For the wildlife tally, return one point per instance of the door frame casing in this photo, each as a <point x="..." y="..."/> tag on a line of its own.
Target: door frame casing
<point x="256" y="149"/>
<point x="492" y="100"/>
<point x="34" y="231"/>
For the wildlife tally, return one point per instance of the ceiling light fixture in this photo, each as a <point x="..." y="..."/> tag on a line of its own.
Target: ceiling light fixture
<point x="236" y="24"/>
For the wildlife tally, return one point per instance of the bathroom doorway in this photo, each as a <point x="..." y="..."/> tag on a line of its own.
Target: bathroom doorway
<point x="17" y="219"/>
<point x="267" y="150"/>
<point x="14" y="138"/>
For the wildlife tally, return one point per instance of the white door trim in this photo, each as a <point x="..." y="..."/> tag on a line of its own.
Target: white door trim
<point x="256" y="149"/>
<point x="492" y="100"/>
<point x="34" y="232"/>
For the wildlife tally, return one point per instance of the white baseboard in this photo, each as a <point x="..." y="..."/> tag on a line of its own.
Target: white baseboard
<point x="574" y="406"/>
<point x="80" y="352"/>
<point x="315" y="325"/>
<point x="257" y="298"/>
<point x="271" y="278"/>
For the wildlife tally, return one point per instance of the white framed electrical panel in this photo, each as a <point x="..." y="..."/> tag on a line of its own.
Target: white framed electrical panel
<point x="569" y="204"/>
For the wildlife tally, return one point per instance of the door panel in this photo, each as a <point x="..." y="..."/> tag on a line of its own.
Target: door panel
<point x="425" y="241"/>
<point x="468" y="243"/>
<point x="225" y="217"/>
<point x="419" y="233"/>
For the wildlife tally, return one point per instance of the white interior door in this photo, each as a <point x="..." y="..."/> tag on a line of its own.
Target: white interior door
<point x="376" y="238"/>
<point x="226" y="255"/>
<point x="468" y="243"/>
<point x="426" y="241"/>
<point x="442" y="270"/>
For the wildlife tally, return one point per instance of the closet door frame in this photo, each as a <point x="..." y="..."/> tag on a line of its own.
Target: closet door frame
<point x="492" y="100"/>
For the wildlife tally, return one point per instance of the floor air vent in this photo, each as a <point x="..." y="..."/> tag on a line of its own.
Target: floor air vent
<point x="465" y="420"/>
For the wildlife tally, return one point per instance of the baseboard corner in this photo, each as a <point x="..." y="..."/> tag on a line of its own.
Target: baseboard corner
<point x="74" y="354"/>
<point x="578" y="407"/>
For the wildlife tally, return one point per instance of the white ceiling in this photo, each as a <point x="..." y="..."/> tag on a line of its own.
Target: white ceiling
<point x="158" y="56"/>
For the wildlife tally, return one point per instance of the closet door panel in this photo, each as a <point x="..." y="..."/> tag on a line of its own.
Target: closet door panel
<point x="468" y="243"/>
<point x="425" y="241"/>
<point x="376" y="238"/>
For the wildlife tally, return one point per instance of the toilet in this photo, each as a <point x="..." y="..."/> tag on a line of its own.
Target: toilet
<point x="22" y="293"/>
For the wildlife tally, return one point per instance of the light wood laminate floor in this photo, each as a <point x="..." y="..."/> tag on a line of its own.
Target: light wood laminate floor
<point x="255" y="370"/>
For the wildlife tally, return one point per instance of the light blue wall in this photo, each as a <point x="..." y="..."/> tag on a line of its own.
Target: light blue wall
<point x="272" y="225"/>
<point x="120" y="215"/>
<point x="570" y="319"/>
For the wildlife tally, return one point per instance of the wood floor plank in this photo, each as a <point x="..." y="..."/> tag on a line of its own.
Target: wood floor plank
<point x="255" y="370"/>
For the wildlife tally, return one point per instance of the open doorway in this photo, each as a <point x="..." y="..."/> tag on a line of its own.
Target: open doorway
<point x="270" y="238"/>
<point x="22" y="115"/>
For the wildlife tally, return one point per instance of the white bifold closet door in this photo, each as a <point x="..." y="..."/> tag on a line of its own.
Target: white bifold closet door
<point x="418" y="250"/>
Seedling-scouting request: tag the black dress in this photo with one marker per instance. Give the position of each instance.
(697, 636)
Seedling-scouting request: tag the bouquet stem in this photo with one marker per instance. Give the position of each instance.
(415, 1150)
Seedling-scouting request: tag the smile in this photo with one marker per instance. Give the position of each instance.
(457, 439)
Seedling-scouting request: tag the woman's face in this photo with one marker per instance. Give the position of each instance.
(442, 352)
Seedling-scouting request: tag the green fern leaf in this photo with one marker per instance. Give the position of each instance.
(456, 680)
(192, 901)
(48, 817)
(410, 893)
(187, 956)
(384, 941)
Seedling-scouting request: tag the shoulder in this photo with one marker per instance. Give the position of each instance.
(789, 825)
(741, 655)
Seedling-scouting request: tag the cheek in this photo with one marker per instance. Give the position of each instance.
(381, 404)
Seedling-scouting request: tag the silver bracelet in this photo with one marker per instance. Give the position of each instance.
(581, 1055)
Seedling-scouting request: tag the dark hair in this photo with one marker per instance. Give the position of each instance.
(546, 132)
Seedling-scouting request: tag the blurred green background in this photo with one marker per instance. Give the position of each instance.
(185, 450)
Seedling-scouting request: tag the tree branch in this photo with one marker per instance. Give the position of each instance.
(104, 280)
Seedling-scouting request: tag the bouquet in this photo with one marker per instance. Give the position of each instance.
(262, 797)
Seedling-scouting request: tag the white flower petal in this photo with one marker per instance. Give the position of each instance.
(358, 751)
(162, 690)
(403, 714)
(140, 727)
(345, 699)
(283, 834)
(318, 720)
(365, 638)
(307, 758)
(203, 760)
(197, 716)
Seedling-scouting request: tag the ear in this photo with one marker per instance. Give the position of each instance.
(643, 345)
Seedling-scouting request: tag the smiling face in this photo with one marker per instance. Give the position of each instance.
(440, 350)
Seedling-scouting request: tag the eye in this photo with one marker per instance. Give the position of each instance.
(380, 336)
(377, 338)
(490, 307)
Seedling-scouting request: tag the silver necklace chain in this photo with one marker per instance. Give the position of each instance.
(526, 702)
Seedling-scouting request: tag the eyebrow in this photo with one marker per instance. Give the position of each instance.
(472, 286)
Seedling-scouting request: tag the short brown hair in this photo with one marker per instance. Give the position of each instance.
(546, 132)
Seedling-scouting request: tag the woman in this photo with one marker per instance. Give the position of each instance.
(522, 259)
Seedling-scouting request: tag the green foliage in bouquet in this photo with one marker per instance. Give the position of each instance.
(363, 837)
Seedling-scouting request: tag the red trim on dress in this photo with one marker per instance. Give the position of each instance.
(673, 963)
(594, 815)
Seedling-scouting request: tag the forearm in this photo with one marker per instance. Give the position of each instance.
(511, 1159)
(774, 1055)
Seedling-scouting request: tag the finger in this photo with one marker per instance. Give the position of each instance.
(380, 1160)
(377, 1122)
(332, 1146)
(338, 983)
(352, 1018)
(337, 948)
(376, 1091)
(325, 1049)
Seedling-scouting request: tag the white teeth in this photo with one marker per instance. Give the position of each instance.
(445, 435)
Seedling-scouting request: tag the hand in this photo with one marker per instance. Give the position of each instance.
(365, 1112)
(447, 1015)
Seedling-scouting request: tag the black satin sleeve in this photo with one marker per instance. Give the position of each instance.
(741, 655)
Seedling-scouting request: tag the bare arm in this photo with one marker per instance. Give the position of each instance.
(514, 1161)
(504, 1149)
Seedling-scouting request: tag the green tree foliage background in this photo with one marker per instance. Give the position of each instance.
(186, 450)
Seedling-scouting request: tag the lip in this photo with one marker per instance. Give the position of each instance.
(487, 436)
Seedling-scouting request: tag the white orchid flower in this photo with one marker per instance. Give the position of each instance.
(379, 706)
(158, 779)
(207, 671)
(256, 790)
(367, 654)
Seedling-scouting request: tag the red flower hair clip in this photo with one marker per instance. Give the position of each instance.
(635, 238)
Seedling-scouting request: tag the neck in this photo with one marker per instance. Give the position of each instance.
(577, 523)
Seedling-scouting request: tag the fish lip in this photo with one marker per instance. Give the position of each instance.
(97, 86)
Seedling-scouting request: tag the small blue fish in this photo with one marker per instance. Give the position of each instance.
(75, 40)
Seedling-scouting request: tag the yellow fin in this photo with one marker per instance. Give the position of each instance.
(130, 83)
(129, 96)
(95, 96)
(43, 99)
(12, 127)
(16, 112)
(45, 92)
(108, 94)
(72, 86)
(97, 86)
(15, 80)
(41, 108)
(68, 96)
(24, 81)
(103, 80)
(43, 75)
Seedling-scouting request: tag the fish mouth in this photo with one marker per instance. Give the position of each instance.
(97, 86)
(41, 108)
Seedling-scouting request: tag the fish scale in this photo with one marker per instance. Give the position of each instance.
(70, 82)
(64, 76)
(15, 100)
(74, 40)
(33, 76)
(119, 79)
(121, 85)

● Your task:
Output the line containing "Seedling-scouting request: tag the fish mouth" together with all later lines of the entries, exactly as written, through the final line.

● Reply to the task:
Seedling-scouting request: tag the fish mouth in this photo with one marker per instance. Give the position of each instance.
(97, 86)
(41, 108)
Seedling-scouting request: tag the fish scale in this photo with one marker per instance. Give the position of each instance.
(70, 82)
(64, 76)
(15, 100)
(74, 40)
(33, 76)
(119, 79)
(121, 85)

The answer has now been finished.